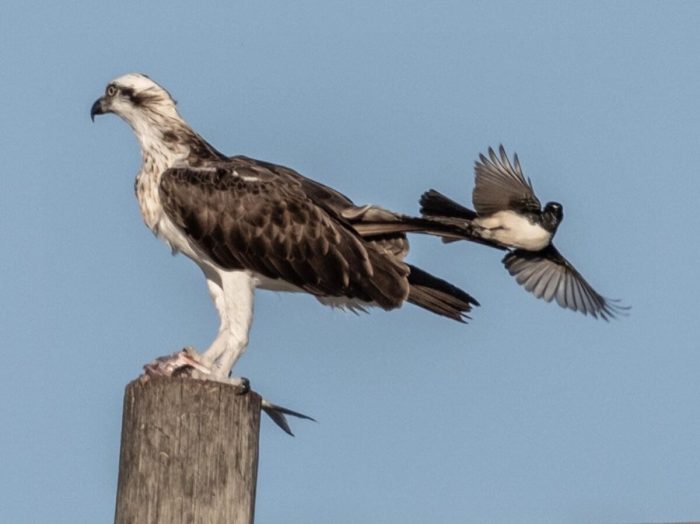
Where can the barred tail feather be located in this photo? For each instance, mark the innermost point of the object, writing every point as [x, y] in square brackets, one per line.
[439, 296]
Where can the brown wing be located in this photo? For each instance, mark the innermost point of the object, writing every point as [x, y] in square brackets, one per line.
[244, 215]
[500, 185]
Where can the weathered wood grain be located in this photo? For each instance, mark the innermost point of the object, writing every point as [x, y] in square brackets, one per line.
[189, 453]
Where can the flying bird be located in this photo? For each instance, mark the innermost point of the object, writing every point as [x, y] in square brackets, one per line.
[251, 224]
[509, 215]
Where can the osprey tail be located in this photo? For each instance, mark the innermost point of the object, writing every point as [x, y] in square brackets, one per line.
[438, 208]
[435, 204]
[438, 296]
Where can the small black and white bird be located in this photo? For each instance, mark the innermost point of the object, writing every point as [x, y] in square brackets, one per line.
[509, 215]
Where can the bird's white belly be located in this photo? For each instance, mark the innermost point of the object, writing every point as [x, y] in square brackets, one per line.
[511, 229]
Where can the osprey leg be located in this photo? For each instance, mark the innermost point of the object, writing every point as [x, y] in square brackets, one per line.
[232, 292]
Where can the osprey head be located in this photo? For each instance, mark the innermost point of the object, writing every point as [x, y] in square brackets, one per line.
[132, 97]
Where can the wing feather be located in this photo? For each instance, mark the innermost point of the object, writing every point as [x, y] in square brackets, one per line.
[243, 214]
[500, 185]
[548, 275]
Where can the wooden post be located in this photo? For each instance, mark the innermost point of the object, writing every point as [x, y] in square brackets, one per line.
[189, 453]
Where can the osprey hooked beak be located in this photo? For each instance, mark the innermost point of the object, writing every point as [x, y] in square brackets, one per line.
[98, 108]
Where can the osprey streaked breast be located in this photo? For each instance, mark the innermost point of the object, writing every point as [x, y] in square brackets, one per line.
[250, 224]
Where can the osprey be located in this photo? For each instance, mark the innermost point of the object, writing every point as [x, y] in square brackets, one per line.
[509, 216]
[250, 224]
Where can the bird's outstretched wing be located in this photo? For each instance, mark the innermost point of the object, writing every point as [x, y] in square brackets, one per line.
[548, 275]
[242, 214]
[500, 185]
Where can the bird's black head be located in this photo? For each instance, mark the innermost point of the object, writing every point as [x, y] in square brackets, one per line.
[552, 216]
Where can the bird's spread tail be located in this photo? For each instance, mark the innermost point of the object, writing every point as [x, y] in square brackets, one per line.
[439, 296]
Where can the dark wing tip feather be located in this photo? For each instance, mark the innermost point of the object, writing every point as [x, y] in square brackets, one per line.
[548, 275]
[277, 414]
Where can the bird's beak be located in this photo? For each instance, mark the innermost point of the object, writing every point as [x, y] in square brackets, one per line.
[98, 108]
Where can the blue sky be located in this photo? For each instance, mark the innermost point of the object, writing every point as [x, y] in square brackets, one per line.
[529, 413]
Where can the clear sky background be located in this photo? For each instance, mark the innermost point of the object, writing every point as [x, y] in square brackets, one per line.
[530, 413]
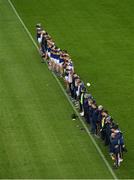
__________
**Requirement**
Reproduce all of the entries above, replacing "innermost point" with "central point" wherever it occurs and changing nothing else. Leave the pictures out of your answer.

**The answer**
Where can the barred tail feather be located in this photo? For each instance, mark the central point of the object, writing every point as [x, y] in square brackets, one per line.
[439, 296]
Where can the brown wing be located in this photo? For each instance, mark the central point of the object, writing every point as [x, y] in square brackets, one per line.
[244, 215]
[500, 185]
Where can the weathered wood grain be located in this photo? For each instance, mark the central point of the object, writing every point as [x, y] in square brackets, one per line.
[189, 453]
Where can the flying bird be located in this photo? For each instance, mark the central point of the object, writing every point as [x, y] in square brackets, one per line.
[251, 224]
[509, 215]
Where can the osprey tail be located in this photo? For each instance, mark the central point of the object, writing every point as [x, y] in square brackets, one per line.
[438, 208]
[435, 204]
[438, 296]
Where can the small black and white bird be located in this photo? For each instance, mark the central point of the object, writing every point as [x, y] in square brackets, one per line.
[509, 215]
Where can the bird's white belly be located in this photo? For each instance, mark the central point of the object, writing every point as [x, y] in square brackets, one per line.
[511, 229]
Where can the osprey leg be located in this photo? For each instance, mark the central point of the object, writing every point as [x, y] in square brackets, one per line.
[232, 292]
Where can the osprey head be located in this photo? For each instance, mark the central point of the object, writing every point as [x, y] in square brackets, one per line.
[132, 97]
Where can the wing feather be located in this photo? For each instance, mark the central point of the object, writing every point as [x, y] in square brackets, one per line.
[243, 214]
[500, 185]
[548, 275]
Where can the wooden post be located in this photo? For each instance, mark the central point of the object, writing every point as [x, y] in square brackets, one per line.
[189, 453]
Where can the osprey hooked beak be located in this photo? For each instance, mark the central point of the object, writing every point as [x, y] in square brackets, one per line.
[98, 108]
Where can the osprey streaked breast be located in this photo? For each instance, mark the central point of the object, writing every point as [x, y] in square brackets, one per line.
[250, 224]
Where can the osprey be located in this photo? For each instance, mark the central point of the object, writing every point as [x, y] in square brackets, one per line.
[509, 216]
[250, 224]
Where can the bird's outstretched wing be located in this photo? For each instance, mark the central point of the object, writing every point as [x, y] in square brackets, one per line.
[548, 275]
[242, 214]
[500, 185]
Where can the bird's black head be located in this photo? For each instance, mark the central point of the object, writing every point as [x, y] in square brackets, one per line.
[552, 216]
Where can the bird's spread tail be located in this photo? For each instance, mark the central point of the object, writing every point as [x, y] in square brackets, one per line.
[439, 296]
Where can the dark wing tip feather be located in this photo? For each instance, mark the central point of the object, writing every point as [x, y] in square brackets, one per line.
[548, 275]
[277, 414]
Where can the bird's beak be located in this photo? For each instance, mark the central point of the object, writing every point as [x, y] in square brackets, one per line.
[98, 108]
Where can the blue sky be located in this photo? For each instance, mark the central point of the object, writing every point as [x, y] in square brackets, one per line.
[529, 413]
Where can the clear sky background be located in this photo? For each instance, mark the central point of the object, writing every point as [x, y] in square brackets, one per line.
[530, 413]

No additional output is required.